* [本文セクション]:
第78回毎日映画コンクール・音楽賞 ジム・オルーク=渡部直樹撮影

第78回毎日映画コンクール・音楽賞 ジム・オルーク=渡部直樹撮影

2024.2.08

心の動きに合わせて音を重ね 毎日映コン・音楽賞 ジム・オルーク「658㎞、陽子の旅」

毎日映画コンクールは、1年間の優れた作品と活躍した映画人を広く顕彰する映画賞です。終戦間もなく始まり、映画界を応援し続けています。

鈴木隆

鈴木隆

第65回毎日映コンの「海炭市叙景」(2010年)に続き、同じ熊切和嘉監督作品で2回目の音楽賞を受賞する。多岐にわたる音楽活動で知られ、「ドライブ・マイ・カー」(濱口竜介監督)の音楽を担当した石橋英子との共同作業でも注目を集めるなど、ジャンルを超えた音楽活動を展開している。インタビューに応じてくれたのも東京・渋谷のライブハウスでの公演の前。「映画が若い時から大好き。毎日1、2本は見ている」と映画愛、それも日本映画への愛情にあふれた言葉を何度も口にした。外国語なまりだが流ちょうな日本語で一生懸命に喜びを語ってくれた。

【選考経過と講評】
■スタッフ部門 音楽賞 ジム・オルーク「658km、陽子の旅」全員が高評価


熊切監督と4作目で2度目の受賞

オルークは、「海炭市叙景」のほか「夏の終り」(13年)、「私の男」(14年)と熊切監督作品の音楽を担当した。楽曲は作品にフィットして、印象的かつ効果的に映画の世界を支えている。「今回は静かな映画なので、熊切監督は私に合うと思ってくれたのだろう」

* [やること]:
A: ジム・オルークの受賞記事について、次の(i)〜(iii)が記事と合っているかをそれぞれ「はい」か「いいえ」で答え、判断の決め手となる記事中の語句をそのまま引用してください。(i) オルークが熊切和嘉監督の作品で音楽賞を受けるのは今回が2回目である。(ii) オルークは「ドライブ・マイ・カー」の音楽を担当した。(iii) インタビューは渋谷のライブハウスでの公演の後に行われた。
B: ジム・オルークの受賞記事の最後の文を受けて、その続きを書いてください。
エントリは参照しなくてもかまいません。

ポイントラベリング用データセット抜粋
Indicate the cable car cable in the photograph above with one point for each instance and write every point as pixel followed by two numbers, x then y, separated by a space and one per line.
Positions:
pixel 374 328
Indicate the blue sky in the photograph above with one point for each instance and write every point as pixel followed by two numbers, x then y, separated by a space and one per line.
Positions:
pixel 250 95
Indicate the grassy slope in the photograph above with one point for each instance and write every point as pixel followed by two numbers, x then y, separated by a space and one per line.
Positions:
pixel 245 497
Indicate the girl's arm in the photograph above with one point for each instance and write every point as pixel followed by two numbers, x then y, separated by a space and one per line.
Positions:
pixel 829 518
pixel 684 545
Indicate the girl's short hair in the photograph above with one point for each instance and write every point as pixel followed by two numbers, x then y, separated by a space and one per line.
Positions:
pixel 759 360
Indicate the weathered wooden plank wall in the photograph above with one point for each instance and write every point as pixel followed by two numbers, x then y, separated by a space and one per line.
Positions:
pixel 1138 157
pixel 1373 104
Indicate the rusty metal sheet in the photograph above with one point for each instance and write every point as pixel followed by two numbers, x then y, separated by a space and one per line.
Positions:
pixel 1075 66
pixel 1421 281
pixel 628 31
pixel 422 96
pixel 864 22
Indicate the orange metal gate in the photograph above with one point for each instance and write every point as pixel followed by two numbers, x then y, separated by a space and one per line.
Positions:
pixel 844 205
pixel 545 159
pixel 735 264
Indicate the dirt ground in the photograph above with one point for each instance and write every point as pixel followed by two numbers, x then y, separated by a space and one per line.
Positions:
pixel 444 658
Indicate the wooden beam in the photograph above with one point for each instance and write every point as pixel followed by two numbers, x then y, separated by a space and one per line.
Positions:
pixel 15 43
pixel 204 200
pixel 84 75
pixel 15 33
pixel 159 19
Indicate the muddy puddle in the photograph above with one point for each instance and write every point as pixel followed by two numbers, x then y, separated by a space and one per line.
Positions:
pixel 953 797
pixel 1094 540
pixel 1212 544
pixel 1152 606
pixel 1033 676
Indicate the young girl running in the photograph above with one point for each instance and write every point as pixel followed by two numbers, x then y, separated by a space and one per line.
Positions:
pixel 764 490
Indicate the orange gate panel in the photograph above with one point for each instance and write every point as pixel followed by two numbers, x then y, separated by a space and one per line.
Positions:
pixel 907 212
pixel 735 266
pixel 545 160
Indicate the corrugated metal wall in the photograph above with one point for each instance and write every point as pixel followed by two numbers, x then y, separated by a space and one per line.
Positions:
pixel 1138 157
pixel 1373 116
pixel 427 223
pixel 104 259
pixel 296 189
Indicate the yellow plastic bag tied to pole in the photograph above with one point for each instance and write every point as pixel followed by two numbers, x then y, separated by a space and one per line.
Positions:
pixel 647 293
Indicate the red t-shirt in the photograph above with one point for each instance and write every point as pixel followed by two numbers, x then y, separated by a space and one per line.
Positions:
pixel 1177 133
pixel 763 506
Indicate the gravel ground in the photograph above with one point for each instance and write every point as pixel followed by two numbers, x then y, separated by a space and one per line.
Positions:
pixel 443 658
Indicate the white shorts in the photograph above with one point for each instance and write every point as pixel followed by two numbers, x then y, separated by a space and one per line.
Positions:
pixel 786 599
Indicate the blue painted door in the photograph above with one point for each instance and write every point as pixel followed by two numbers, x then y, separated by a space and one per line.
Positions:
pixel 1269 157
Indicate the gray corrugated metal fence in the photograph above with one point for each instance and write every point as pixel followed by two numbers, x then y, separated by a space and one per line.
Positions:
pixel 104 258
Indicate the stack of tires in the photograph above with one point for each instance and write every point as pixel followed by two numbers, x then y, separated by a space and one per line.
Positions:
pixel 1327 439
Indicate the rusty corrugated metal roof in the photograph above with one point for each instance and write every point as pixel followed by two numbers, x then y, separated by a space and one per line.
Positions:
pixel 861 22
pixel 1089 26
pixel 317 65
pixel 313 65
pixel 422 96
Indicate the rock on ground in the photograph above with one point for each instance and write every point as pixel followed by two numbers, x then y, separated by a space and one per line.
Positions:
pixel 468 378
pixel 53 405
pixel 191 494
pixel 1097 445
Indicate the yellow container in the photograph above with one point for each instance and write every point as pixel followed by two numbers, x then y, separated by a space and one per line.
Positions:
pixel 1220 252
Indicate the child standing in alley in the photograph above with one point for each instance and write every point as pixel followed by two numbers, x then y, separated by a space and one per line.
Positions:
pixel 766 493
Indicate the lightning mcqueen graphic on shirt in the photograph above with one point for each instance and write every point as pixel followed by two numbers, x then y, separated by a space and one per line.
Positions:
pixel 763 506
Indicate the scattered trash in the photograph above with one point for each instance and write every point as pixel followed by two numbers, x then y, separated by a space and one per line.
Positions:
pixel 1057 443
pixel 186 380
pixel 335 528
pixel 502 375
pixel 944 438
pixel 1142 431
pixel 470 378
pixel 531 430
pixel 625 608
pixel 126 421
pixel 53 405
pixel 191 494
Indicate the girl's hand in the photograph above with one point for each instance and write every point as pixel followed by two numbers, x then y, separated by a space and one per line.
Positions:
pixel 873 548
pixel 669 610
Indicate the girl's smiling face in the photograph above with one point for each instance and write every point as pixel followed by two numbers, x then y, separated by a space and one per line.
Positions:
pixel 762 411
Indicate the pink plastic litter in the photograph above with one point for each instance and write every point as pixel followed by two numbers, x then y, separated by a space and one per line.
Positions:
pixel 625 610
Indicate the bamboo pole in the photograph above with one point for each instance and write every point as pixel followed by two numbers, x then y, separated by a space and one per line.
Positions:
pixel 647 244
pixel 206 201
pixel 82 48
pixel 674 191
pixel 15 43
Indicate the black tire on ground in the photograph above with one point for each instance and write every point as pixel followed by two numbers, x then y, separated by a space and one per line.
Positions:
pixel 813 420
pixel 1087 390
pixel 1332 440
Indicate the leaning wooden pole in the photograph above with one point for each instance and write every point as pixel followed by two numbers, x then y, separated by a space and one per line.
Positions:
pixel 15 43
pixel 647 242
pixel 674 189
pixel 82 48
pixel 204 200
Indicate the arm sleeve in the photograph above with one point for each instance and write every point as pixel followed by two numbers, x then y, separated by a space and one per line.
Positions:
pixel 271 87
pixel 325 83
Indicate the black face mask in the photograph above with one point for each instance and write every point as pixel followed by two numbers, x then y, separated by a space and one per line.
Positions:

* [回答一覧]:
A:
(i) はい。「同じ熊切和嘉監督作品で2回目の音楽賞を受賞する」
(ii) いいえ。「「ドライブ・マイ・カー」(濱口竜介監督)の音楽を担当した石橋英子との共同作業」
(iii) いいえ。「インタビューに応じてくれたのも東京・渋谷のライブハウスでの公演の前」

B:
通常、映画の音楽を依頼されると、脚本を読んでどんな楽器の音色がいいか考えるという。「一番大事なのはどんな音色がその映画(の脚本)に合うか。それはどんな楽器を使うかとも関係する。まずどんな音のトーンがいいか、キーになる音色は何かなどを考えてから楽器を決める」。しかし「映像を見てから意見が変わることもあるから、編集された映像が手元に届くまでは、大抵音楽は作らない」。


©「658km、陽子の旅」製作委員会

マリンバではなくギターで

この作品では、当初「マリンバを使おう」と考えていた。しかし、映像を見て「合わない」とすぐに判断。ほぼ同時に、熊切監督から「ギターでお願いします、と言われた」と笑いながら話した。オルーク自身は「映画音楽を作る時はあまりギターを使いたくない」という気持ちもあったが、これまでも熊切監督の依頼は「よくギターといってくる。今回もエンドロール以外はギターだけを使った」と話した。

音楽の中身や感触など具体的なリクエストは熊切監督からあったのだろうか。「具体的なものはあまりなかったが、音楽を挿入するシーンの指示はあった。編集された映画を見て、これまでの作品でもそうだったように、どこに音楽を入れるか、考えはほぼ一致。特に今回は100%同じだった」と熊切監督の意向と重なった。音楽は終盤に向かうにつれて音色が重層的になっていく。「ミキシングの時に、エレキギターの音色を調整するミックスが大事だった」と話した。


陽子の心の痛みを感じた

映画は、フリーターとして日々をなんとなく過ごしてきた42歳の独身女性、陽子が主人公。夢への挑戦を反対され20年以上疎遠になっていた父の訃報を受け、いとこやその家族と東京から故郷の青森まで車で向かう。途中で置き去りにされヒッチハイクで故郷を目指す中で出会う人々との交流を描いた作品だ。音楽が入るのは4、5回。不安や孤独感など主人公の心が大きく揺れる映像の際に流れ、音楽自体も流れるたびに旋律が複雑になっていく。「メインのメロディーの上にハーモニーを録音して重ねている。陽子の感情の流れが重なっていくうちに重層的な音」を生み出していった。

「発する言葉よりも陽子の心が見えてくる作品。彼女のキャラクターは言葉をあまりうまく使うことができない」と内面の描写に関心を寄せた。本作を見て最も心に浮かんだことを聞いてみた。「映像や編集のペースから、彼女の心の痛みを感じることができた」と言うのだ。「父の葬式に出るというのは表の目的であって、自分を見つけるための心の動きが一番興味深かった」と、心の痛みを音楽でも提示してみせた。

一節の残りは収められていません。